Stated goal 1: In the national parks text, what is the best time of day to visit a national park in the summer?
Stated goal 2: Print the stretch of rows from the line containing "Looking at the screenshot above, point me to the serrated" through the line containing "[234, 0, 879, 259]", with both of those lines included.

Text:
════════════════════

Jackson, in addition to being a ski resort in winter, is the gateway to Grand Teton and Yellowstone National Parks. I can tell you that the best time to visit a national park in the summer, any national park, is about 7 am. After 9:30 or so, the crowds get untenable. Grand Teton is gorgeous, full of the grandeur and majesty I've come to expect from national parks. Yellowstone was a total let-down. Grand Teton centers around the most impressive mountain range I've ever seen, towering over plains and a crystal-clear lake; Yellowstone is full of trees and flat swamplands that spit steam and hot water. Not even pretty trees, at that--the park was full of miles upon miles of dead, blasted trees, leftover from a wildfire a couple of years before. So here I am, oohing and aahing at the pretty mountains, then I turn a corner and get to look at dead trees and swamps.

Oh, plus, the National Park Service in its infinite wisdom has decided that summer, the peak of the tourist season, is the proper time to tear up the one road that runs through each of the national parks. Picture this: a two-lane road which is the only point of access. You tear up all the asphalt for a several-mile stretch, stripping the road down to mud and gravel; then you send one lane of cars through at a time, picking their way through mud at 2 mph while working on the other lane, letting the cars in the other direction pile up for miles. What retard came up with this idea? Why in God's name can't they work on the roads in the off-season, or at the very least at night? So now I'm enjoying the mountains, then I have to wait in a line for thirty minutes, then I have to plod behind an RV in the mud for another thirty minutes, THEN I get to look at dead trees and swampland. In a long line of pissed-off people because there's some RV up ahead that can't go more than 20 mph up a hill. RVs should be banned from national parks. I'm serious. There's too much car traffic as it is, especially since there's only one two-lane road per park. Ban the RVs and the campervans and all the yahoos towing boats, that'll cut car traffic in half. A huckleberry margarita and a steak sandwich revived my faith in humanity.

════════════════════

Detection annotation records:
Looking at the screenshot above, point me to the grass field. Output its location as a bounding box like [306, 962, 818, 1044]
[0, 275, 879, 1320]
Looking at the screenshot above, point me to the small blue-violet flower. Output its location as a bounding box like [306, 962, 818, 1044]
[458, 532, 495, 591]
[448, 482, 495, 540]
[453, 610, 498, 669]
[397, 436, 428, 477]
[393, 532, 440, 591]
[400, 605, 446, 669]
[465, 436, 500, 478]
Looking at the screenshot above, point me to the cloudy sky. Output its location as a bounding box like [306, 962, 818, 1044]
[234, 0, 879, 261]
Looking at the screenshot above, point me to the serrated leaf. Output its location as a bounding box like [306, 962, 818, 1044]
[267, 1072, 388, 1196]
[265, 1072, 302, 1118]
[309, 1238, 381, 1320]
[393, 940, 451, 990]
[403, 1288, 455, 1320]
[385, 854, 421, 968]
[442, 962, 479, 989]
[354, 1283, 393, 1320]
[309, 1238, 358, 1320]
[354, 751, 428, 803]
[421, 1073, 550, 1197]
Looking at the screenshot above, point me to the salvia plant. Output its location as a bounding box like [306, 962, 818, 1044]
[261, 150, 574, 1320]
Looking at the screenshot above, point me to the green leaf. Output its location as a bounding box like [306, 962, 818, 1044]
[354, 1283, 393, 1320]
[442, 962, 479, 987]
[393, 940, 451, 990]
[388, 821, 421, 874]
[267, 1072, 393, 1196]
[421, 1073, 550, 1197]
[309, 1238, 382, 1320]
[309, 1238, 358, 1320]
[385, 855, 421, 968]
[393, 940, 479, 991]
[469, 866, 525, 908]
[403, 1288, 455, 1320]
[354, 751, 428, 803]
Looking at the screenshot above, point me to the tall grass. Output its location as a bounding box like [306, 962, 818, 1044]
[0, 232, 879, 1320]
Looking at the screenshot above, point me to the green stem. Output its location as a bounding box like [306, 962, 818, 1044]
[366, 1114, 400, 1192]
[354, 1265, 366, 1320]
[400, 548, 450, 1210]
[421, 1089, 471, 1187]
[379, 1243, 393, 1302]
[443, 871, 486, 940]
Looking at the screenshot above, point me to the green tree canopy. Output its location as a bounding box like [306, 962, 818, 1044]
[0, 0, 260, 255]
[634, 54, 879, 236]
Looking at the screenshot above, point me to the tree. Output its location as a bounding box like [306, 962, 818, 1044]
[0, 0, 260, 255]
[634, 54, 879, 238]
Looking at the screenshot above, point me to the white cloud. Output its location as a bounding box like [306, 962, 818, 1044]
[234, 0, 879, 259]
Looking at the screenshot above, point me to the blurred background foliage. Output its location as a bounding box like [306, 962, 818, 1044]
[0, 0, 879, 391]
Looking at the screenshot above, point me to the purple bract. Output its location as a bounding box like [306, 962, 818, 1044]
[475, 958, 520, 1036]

════════════════════

Full output 1: About 7 am.

Full output 2:
Looking at the screenshot above, point me to the serrated leaf. Output its location as a bounding box like [306, 962, 818, 1044]
[267, 1072, 388, 1196]
[265, 1072, 302, 1118]
[309, 1238, 381, 1320]
[393, 940, 451, 990]
[403, 1288, 455, 1320]
[385, 854, 421, 968]
[442, 962, 479, 989]
[354, 1283, 393, 1320]
[309, 1238, 358, 1320]
[354, 751, 428, 803]
[421, 1073, 550, 1197]
Looking at the screenshot above, point me to the salvia plant. Output its location as a bounding box like [306, 962, 818, 1044]
[261, 150, 574, 1320]
Looking at the screenshot above, point me to the green leaf. Output its location as a bounding box like [306, 962, 818, 1044]
[354, 1283, 393, 1320]
[442, 962, 479, 987]
[393, 940, 451, 990]
[388, 821, 421, 874]
[267, 1072, 393, 1196]
[421, 1073, 550, 1197]
[309, 1238, 382, 1320]
[309, 1238, 358, 1320]
[385, 855, 421, 968]
[393, 940, 479, 991]
[469, 866, 525, 908]
[403, 1288, 455, 1320]
[354, 751, 428, 803]
Looking at the screenshot above, point me to the tall grass. Output its location as a bounding box like [306, 962, 818, 1044]
[0, 232, 879, 1320]
Looking at the screenshot above, point me to the green stem. Output its location as a bounding box like [306, 962, 818, 1044]
[366, 1114, 400, 1192]
[354, 1265, 366, 1320]
[400, 548, 450, 1210]
[421, 1089, 471, 1187]
[379, 1243, 393, 1302]
[443, 871, 486, 940]
Looking at the screenshot above, point me to the green tree canopy. Output its location as a bounding box like [306, 962, 818, 1044]
[0, 0, 260, 255]
[634, 54, 879, 236]
Looking at the screenshot above, point me to the tree. Output its location as a bounding box like [306, 962, 818, 1044]
[0, 0, 260, 255]
[634, 54, 879, 238]
Looking at the screenshot above, point me to the white cloud. Output its location as a bounding box like [306, 962, 818, 1044]
[234, 0, 879, 259]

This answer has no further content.